PIA11463: Two Moons, One Picture


Two Moons, One Picture

Caption:

The orbits of Dione and Titan bring them together in one frame in this distant glimpse from the Cassini spacecraft.

Light and dark areas on Dione (1123 kilometers, or 698 miles across), at the top of the frame, hint at that moon's fractured surface. Through the hazy atmosphere of Titan (5150 kilometers, or 3200 miles across) at the bottom, the dark region of Senkyo is visible.

This view looks toward the Saturn-facing side of Titan and the leading hemisphere of Dione. North on Titan is up and rotated 3 degrees to the left. The image was taken with the Cassini spacecraft wide-angle camera on Jan. 28, 2009 using a spectral filter sensitive to wavelengths of near-infrared light centered at 939 nanometers.

The view was acquired at a distance of approximately 2.3 million kilometers (1.4 million miles) from Titan and at a Sun-Titan-spacecraft, or phase, angle of 44 degrees. Image scale is 140 kilometers (87 miles) per pixel.

━━━━

## Tasks
a. From the caption about Dione and Titan, list every measurement given in kilometers.
b. Write a few more sentences that carry on the caption about Dione and Titan after its last line.

(Part of a data file)
━━━━

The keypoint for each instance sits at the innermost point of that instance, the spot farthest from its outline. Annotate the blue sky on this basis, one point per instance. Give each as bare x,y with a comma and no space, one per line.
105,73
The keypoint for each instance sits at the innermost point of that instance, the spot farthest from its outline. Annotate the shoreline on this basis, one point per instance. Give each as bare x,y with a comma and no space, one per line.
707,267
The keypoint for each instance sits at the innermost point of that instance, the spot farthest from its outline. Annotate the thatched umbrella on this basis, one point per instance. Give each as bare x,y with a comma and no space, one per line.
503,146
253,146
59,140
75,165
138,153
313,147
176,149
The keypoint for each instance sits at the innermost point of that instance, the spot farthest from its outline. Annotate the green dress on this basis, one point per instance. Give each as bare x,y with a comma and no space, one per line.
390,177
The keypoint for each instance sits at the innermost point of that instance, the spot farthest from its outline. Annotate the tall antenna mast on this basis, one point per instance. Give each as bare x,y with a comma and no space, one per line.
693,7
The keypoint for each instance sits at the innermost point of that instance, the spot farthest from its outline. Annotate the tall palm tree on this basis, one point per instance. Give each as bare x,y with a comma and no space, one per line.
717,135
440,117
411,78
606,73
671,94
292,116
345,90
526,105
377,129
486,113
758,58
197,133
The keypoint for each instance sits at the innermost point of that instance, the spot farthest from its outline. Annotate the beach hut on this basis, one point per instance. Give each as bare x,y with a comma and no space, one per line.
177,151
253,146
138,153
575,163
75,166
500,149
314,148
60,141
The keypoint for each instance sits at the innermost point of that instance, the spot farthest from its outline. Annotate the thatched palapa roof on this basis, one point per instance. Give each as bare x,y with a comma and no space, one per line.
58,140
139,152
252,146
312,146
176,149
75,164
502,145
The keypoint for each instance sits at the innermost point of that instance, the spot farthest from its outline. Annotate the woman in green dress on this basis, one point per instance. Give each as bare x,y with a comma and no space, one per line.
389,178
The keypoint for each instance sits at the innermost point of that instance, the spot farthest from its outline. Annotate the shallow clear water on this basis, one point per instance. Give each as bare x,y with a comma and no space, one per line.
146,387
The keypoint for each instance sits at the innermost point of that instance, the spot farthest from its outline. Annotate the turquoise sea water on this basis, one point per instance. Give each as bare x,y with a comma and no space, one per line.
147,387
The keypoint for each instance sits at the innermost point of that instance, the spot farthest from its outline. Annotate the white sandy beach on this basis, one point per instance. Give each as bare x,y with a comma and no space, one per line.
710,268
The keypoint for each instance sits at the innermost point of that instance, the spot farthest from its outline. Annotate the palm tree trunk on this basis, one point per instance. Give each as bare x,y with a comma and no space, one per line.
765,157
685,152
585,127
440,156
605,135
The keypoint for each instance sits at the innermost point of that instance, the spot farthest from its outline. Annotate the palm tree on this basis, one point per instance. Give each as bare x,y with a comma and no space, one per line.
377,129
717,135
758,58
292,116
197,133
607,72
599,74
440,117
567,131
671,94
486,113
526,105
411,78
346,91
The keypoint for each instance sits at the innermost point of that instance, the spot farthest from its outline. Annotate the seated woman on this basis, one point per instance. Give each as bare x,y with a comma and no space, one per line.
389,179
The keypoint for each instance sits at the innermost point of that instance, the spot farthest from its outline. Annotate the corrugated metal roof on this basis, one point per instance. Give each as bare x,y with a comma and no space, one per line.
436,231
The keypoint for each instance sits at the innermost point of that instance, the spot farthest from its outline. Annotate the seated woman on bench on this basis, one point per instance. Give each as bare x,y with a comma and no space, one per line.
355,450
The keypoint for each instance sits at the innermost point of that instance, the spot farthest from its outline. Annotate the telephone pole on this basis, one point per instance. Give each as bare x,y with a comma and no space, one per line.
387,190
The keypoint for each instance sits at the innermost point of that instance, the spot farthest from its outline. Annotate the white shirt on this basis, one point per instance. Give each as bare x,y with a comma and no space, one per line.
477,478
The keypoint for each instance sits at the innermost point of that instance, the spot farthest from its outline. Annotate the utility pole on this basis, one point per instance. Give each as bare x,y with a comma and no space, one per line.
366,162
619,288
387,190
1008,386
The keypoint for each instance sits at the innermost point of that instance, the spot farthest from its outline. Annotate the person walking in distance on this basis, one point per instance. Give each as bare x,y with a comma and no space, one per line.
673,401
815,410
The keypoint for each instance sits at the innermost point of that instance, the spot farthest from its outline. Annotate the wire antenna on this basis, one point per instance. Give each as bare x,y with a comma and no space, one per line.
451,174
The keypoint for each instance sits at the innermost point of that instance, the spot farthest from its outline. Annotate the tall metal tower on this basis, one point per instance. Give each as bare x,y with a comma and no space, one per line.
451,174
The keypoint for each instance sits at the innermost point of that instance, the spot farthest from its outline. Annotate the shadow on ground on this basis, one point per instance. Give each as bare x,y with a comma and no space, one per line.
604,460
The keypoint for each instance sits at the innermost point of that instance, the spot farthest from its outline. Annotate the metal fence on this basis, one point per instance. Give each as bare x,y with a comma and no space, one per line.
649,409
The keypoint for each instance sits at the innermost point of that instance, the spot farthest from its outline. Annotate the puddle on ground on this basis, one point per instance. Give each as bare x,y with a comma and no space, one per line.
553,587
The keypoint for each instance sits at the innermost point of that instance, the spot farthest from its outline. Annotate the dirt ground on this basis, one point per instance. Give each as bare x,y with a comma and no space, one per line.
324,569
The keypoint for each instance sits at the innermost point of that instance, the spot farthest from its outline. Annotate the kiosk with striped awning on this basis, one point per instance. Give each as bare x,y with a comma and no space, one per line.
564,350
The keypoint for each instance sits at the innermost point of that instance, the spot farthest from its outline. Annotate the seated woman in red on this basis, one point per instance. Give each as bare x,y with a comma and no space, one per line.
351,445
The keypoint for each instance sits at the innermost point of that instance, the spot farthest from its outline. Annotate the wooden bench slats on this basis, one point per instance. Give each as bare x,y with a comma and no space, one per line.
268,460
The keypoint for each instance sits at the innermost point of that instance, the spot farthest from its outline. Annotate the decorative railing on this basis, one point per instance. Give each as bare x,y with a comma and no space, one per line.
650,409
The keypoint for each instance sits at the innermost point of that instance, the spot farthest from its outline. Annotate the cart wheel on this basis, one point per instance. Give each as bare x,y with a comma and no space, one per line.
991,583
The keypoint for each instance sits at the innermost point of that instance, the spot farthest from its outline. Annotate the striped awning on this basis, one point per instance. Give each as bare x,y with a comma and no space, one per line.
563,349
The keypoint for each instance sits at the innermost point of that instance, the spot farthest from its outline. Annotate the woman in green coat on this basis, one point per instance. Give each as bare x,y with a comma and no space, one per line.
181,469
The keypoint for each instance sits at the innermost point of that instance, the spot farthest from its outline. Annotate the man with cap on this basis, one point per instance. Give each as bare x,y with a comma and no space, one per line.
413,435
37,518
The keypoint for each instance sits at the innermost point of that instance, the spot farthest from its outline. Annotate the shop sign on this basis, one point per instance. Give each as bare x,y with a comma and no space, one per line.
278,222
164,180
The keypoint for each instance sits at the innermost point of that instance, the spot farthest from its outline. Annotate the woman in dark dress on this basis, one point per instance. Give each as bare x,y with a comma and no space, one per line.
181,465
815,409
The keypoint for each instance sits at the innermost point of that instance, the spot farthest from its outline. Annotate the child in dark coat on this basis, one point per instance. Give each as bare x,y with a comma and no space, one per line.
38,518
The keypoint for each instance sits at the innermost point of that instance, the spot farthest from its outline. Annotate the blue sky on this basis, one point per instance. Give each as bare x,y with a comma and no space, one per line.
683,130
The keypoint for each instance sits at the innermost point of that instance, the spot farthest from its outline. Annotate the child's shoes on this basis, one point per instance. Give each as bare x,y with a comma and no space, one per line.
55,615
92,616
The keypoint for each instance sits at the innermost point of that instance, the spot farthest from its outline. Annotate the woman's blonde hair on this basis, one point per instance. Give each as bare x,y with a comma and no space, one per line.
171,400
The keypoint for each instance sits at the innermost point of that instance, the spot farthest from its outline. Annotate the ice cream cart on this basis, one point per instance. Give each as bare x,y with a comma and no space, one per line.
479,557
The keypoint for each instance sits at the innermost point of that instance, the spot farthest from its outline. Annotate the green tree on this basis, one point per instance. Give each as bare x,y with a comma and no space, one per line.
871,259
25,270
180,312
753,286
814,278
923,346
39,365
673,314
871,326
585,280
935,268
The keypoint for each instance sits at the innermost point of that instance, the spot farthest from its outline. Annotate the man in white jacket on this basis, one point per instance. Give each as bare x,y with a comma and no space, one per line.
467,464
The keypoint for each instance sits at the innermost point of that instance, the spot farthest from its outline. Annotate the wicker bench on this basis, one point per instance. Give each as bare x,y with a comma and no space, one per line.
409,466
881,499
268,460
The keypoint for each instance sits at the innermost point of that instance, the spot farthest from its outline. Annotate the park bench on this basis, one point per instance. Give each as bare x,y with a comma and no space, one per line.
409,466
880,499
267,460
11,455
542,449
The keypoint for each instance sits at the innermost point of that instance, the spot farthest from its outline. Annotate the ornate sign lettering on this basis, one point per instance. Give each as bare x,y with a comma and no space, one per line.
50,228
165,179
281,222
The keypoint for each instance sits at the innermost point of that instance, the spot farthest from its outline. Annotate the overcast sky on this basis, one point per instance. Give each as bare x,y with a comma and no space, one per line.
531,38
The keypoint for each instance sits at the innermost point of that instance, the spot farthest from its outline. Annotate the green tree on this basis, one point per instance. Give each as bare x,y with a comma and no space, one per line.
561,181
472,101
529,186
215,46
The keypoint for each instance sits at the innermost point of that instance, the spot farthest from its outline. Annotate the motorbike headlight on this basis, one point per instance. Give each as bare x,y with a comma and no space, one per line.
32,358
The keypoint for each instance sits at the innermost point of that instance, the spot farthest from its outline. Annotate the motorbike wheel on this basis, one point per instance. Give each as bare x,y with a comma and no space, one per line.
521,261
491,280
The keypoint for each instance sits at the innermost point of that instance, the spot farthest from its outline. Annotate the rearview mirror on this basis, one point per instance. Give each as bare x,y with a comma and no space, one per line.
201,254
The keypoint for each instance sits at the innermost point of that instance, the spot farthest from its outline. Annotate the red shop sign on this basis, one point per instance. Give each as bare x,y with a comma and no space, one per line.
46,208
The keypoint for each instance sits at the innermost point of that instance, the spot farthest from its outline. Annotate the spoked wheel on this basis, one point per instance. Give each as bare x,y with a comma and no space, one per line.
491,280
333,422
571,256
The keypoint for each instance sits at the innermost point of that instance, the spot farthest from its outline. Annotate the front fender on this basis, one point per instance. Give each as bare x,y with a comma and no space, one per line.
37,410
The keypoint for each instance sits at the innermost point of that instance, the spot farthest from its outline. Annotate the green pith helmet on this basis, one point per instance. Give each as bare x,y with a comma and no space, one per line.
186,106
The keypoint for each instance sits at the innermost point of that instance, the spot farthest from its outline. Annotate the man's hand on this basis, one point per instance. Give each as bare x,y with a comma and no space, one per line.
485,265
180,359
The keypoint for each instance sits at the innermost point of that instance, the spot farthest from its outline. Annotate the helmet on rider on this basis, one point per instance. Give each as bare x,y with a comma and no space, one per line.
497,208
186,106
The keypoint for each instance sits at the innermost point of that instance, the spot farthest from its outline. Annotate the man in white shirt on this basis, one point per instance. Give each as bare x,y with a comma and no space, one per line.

━━━━

## Written answers
a.
1123 kilometers (the width of Dione)
5150 kilometers (the width of Titan)
2.3 million kilometers (the distance from Titan when the view was acquired)
140 kilometers per pixel (the image scale)

b.
Background Info:

The Cassini-Huygens mission is a cooperative project of NASA, the European Space Agency and the Italian Space Agency. The Jet Propulsion Laboratory, a division of the California Institute of Technology in Pasadena, manages the mission for NASA's Science Mission Directorate, Washington, D.C. The Cassini orbiter and its two onboard cameras were designed, developed and assembled at JPL. The imaging operations center is based at the Space Science Institute in Boulder, Colo.

For more information about the Cassini-Huygens mission visit http://saturn.jpl.nasa.gov/ . The Cassini imaging team homepage is at http://ciclops.org .

Cataloging Keywords:

Name Value Additional Values
Target Titan Dione, Saturn
System Saturn
Target Type Satellite Planet
Mission Cassini-Huygens
Instrument Host Cassini Orbiter
Host Type Orbiter
Instrument Imaging Science Subsystem (ISS)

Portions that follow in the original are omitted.